WORK TASK A »
Set down the stretch of the excerpt on Nazi morality from "Erosion of the" through "by phenol injection.", word for word.
WORK TASK B »
Resume the excerpt on Nazi morality after its final sentence, carrying it on in the same manner.

PAGE EXCERPT »
◇ ◇ ◇ ◇ ◇ ◇ ◇

Erosion of the fundamental sanctity of life and abrogation of God's perogative to end life
The Nazis carried out mass compulsory euthanasia of anyone with incurable diseases, mental illness or learning disabilities. Within months they emptied the hospitals and assylums of Poland. Documents refer to the 'disinfection' of people with a life expectancy of less than 10 years. Although this was termed 'mercy killing' (and in the early days some families requested it for children with interminable suffering) no efforts were made to make this painless and most died terrifying deaths in the gas vans or by phenol injection.

Removal of boundaries in the arena of sexual behaviour
Another thing which sets us apart from animals is that we are not merely driven by instincts but have the ability to control our sexual behaviour. Even primitive societies have some concept of this, with some limitations on acceptable kinds of relationship. In the death camps, however, prisoners were subjected to every kind of sexual degradation. The Nazis set up brothels where homosexual prisoners were forced to engage in weekly heterosexual prostitution. The Nazis liberalised attitudes to illegitimacy and its only real concern was the expansion of the population as quickly as possible.

The triumph of expediency over morals
Nazi philosophy lacked any fundamental moral principles; their only principle was expediency. Whatever tended towards the achievement of their ends of Aryan domination and expansion was acceptable. Thus the Nazis justified killing the chronically ill because this saved food for the rest of the population. These people could not work or contribute materially; therefore they were liquidated. Whenever expediency is allowed to justify breaking moral principles, whether in politics or by individuals, it always leads to trouble.

◇ ◇ ◇ ◇ ◇ ◇ ◇

Entries drawn from a collection:
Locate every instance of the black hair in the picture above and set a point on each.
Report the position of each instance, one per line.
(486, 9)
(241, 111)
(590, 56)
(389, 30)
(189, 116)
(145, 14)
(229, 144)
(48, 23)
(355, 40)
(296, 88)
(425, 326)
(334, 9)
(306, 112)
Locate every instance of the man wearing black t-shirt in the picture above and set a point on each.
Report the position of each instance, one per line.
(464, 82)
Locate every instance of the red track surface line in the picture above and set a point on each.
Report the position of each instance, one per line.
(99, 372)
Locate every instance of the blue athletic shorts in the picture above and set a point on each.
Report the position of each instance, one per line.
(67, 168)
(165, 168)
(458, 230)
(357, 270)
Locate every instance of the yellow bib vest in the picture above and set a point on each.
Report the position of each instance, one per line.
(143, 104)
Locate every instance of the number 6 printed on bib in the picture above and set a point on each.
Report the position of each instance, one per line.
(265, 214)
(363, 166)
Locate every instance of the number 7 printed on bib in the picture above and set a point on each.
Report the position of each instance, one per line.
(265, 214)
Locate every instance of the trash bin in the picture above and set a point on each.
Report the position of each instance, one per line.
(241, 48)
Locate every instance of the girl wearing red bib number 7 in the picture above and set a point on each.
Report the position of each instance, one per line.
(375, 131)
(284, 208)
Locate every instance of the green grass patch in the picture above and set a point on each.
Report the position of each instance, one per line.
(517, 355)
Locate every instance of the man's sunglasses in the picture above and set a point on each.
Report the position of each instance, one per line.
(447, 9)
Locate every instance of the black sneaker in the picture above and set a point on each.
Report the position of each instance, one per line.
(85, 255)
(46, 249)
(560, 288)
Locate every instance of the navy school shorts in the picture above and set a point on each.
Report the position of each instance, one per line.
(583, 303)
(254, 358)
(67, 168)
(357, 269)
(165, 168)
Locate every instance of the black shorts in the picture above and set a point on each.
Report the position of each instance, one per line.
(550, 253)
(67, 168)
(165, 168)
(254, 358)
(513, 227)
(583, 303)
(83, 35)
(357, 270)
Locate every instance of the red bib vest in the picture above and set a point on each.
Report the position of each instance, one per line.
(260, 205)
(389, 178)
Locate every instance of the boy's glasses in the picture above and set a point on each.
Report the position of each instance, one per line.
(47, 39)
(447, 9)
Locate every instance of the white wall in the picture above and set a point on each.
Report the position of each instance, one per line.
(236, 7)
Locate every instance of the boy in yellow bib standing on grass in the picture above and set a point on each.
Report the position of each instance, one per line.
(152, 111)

◇ ◇ ◇ ◇ ◇ ◇ ◇

TASK ANSWER A »
Erosion of the fundamental sanctity of life and abrogation of God's perogative to end life
The Nazis carried out mass compulsory euthanasia of anyone with incurable diseases, mental illness or learning disabilities. Within months they emptied the hospitals and assylums of Poland. Documents refer to the 'disinfection' of people with a life expectancy of less than 10 years. Although this was termed 'mercy killing' (and in the early days some families requested it for children with interminable suffering) no efforts were made to make this painless and most died terrifying deaths in the gas vans or by phenol injection.

TASK ANSWER B »
The glorification of aggression and the denigration of compassion, humility or gentleness
Nazi ideology despised weakness and glorified aggression, war and the subjugation of 'inferior' peoples. We see this worked out in the transformation of Nazi doctors from caring professionals to agents of genocide - indeed it has been noted that the betrayal of the Hippocratic oath had a broad basis throughout the German medical profession and without doctors' active help the Holocaust could not have happened. Guards in the camps who treated inmates with any level of decency or compassion were disciplined and the role attracted people of the most sadistic and psychopathic character, of whom the women guards appear to have been particularly warped and brutal like Ruth Neudeck and Irma Grese 'The Beautiful Beast'. Ministers and priests were singled out for systematic humiliation and torture. Most people accept on some level the rightness of the 'Golden Rule' even if they do not carry it out, but the Nazis stood this on its head. No wonder they despised Christianity and harked back to the red-blooded paganism of the past.

Open opposition to God
The Nazis initially attempted to appear to be supportive of Christianity and the main denominations. They soon abandoned this, however, with some key figures espousing neo-paganism outright whilst others sought to rewrite the Bible according to Nazi principles, including modifying the character of our beloved Lord into a more warlike Aryan figure. Salvation by faith in Jesus was expressly attacked. Christians were required to swear oaths to Hitler and the Nazi party claimed to have sovereignty in all matters including over the beliefs and affairs of believers, with obvious difficulties for true Christians.

In the light of all this, while I firmly believe that in the Holocaust the Nazis, in the words of Corrie ten Boom's father, 'touched the apple of God's eye', they also led the rest of society down a path that consisted of the repudiation of every aspect of God's plan for mankind. Thus, when we read about its effects , we find ourselves looking over the edge and into the abyss that is life without the presence or activity of God.